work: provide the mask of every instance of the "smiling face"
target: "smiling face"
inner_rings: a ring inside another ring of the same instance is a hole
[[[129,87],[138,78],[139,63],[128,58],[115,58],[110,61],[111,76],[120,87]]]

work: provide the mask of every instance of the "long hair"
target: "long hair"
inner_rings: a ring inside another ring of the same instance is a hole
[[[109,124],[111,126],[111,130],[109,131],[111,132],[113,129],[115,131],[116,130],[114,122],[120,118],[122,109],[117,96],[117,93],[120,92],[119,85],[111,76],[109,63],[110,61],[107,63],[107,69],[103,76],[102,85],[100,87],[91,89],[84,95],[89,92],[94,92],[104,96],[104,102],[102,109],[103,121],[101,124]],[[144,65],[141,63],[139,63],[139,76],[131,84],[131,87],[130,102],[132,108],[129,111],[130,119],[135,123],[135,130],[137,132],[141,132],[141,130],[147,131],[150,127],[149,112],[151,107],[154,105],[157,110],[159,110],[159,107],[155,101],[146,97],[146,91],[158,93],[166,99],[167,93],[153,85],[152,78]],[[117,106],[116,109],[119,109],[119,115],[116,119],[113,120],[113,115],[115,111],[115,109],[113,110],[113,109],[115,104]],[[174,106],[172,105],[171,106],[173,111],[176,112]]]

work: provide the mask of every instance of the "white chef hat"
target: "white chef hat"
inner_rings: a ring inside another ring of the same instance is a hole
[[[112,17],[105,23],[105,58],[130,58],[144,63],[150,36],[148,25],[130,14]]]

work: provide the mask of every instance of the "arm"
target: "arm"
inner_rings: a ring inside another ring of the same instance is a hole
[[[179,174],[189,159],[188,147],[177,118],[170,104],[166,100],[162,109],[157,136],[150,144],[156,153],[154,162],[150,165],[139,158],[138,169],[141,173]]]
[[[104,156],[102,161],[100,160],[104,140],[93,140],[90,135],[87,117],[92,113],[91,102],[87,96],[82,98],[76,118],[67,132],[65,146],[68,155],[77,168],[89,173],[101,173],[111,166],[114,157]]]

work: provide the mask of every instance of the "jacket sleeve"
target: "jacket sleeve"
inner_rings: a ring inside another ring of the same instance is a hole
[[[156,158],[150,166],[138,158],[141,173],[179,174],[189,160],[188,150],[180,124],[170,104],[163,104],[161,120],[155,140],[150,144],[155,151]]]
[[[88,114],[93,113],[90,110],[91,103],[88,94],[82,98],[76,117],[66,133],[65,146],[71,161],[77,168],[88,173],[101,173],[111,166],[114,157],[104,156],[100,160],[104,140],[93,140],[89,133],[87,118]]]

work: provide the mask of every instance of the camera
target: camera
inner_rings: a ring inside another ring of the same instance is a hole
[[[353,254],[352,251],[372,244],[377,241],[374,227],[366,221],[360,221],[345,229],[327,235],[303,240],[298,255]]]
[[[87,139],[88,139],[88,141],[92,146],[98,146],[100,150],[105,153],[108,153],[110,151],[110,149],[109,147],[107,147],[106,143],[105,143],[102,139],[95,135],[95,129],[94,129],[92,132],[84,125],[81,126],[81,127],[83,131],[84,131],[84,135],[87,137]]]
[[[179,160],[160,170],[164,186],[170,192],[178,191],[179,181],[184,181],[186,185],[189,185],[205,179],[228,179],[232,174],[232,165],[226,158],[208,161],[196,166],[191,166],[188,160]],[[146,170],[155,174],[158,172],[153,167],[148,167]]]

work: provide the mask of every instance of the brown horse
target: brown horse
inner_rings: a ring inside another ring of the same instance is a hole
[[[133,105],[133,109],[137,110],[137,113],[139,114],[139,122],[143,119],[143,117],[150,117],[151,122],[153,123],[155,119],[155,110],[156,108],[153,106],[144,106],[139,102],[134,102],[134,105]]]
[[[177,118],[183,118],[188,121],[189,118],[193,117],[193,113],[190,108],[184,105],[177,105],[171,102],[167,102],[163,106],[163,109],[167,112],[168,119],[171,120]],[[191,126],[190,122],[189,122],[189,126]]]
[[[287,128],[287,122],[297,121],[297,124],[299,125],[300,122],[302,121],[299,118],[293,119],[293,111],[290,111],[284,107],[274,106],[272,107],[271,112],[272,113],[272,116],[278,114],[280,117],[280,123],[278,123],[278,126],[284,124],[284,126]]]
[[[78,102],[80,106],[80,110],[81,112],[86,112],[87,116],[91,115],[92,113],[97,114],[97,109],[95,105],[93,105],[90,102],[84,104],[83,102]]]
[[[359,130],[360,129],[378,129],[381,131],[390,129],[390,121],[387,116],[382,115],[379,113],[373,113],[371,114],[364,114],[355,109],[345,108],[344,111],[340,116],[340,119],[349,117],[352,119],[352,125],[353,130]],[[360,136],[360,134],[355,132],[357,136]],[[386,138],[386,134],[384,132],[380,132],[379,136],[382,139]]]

◆ **Your instructions**: Write out the entries above word for word.

◆ **Answer to this task**:
work: provide the mask of every instance of the "smiling face"
target: "smiling face"
inner_rings: a ring inside another ring of the same instance is a hole
[[[129,87],[138,78],[139,63],[128,58],[115,58],[110,61],[111,76],[120,87]]]

work: provide the mask of every instance of the "long hair"
target: "long hair"
inner_rings: a ring inside another ring of the same instance is a hole
[[[109,124],[111,126],[111,130],[109,131],[111,132],[113,129],[115,131],[116,130],[114,122],[120,118],[122,109],[117,96],[117,93],[120,92],[119,85],[111,76],[109,63],[110,61],[107,63],[107,69],[103,76],[102,85],[100,87],[91,89],[84,95],[89,92],[94,92],[104,96],[104,102],[102,109],[103,121],[101,124]],[[144,65],[141,63],[139,63],[139,76],[131,84],[131,87],[130,102],[132,108],[129,111],[130,119],[135,123],[135,130],[137,132],[141,132],[141,130],[147,131],[150,127],[149,112],[151,107],[154,105],[157,110],[159,110],[159,107],[155,101],[146,97],[146,91],[158,93],[166,99],[167,93],[153,85],[152,78]],[[117,106],[116,109],[119,109],[119,115],[116,119],[113,120],[113,115],[115,111],[115,109],[113,110],[113,109],[115,104]],[[174,106],[172,105],[171,106],[173,111],[176,112]]]

work: provide the mask of every instance of the "white chef hat"
target: "white chef hat"
inner_rings: a ring inside another ring of the same instance is a hole
[[[112,17],[105,23],[105,58],[130,58],[144,63],[150,36],[148,25],[130,14]]]

work: provide the mask of every instance of the "arm"
target: "arm"
inner_rings: a ring inside another ring of the same instance is a hole
[[[179,174],[189,159],[188,147],[177,118],[170,104],[166,100],[162,109],[157,136],[150,144],[156,153],[154,162],[150,165],[139,158],[138,169],[141,173]]]
[[[104,156],[102,161],[100,160],[104,140],[93,140],[90,135],[87,117],[92,113],[91,102],[87,96],[82,98],[76,118],[67,132],[65,146],[68,155],[77,168],[89,173],[101,173],[111,166],[114,157]]]

work: provide the mask of every instance of the "jacket sleeve"
target: "jacket sleeve"
inner_rings: a ring inside another ring of the same instance is a hole
[[[156,158],[150,166],[138,158],[141,173],[179,174],[189,160],[188,150],[180,124],[170,104],[163,104],[161,120],[155,140],[150,144],[155,151]]]
[[[88,114],[93,113],[90,110],[91,103],[88,94],[82,98],[76,117],[66,133],[65,146],[71,161],[77,168],[88,173],[101,173],[111,166],[114,157],[104,156],[100,160],[104,140],[93,140],[89,133],[87,118]]]

work: provide the mask of every instance of the camera
target: camera
inner_rings: a ring inside another ring of the same instance is a hole
[[[353,254],[352,251],[372,244],[377,241],[374,227],[366,221],[360,221],[345,229],[327,235],[303,240],[298,255]]]
[[[87,139],[88,139],[88,141],[92,146],[98,146],[100,150],[105,153],[108,153],[110,151],[110,149],[109,147],[107,147],[106,143],[105,143],[102,139],[95,135],[95,129],[94,129],[92,132],[84,125],[81,126],[81,127],[83,131],[84,131],[84,135],[87,137]]]
[[[179,160],[160,170],[164,186],[170,192],[178,191],[179,181],[184,181],[186,185],[189,185],[205,179],[228,179],[232,174],[232,165],[226,158],[208,161],[196,166],[191,166],[188,160]],[[146,170],[155,174],[158,172],[153,167],[148,167]]]

work: provide the mask of every instance of the brown horse
target: brown horse
inner_rings: a ring inside another ring of the same instance is a hole
[[[133,105],[133,109],[137,110],[137,113],[139,114],[139,122],[143,119],[143,117],[150,117],[151,122],[153,123],[155,119],[155,110],[156,108],[153,106],[144,106],[139,102],[134,102],[134,105]]]
[[[177,118],[183,118],[188,121],[189,118],[193,117],[193,113],[190,108],[184,105],[177,105],[171,102],[167,102],[163,106],[163,109],[167,112],[168,119],[171,120]],[[191,126],[190,122],[189,122],[189,126]]]
[[[287,128],[287,122],[297,121],[297,124],[299,125],[300,122],[302,121],[299,118],[293,119],[293,111],[290,111],[284,107],[274,106],[272,107],[271,112],[272,113],[272,116],[278,114],[280,117],[280,123],[278,123],[278,126],[284,124],[284,126]]]
[[[78,102],[80,106],[80,110],[81,112],[86,112],[87,116],[91,115],[92,113],[97,114],[97,109],[95,105],[93,105],[90,102],[84,104],[83,102]]]
[[[359,130],[360,129],[378,129],[381,131],[390,129],[390,121],[387,116],[382,115],[379,113],[373,113],[371,114],[364,114],[355,109],[345,108],[344,111],[340,116],[340,119],[349,117],[352,119],[352,125],[353,130]],[[360,136],[360,134],[355,132],[357,136]],[[386,138],[386,134],[384,132],[380,132],[379,136],[382,139]]]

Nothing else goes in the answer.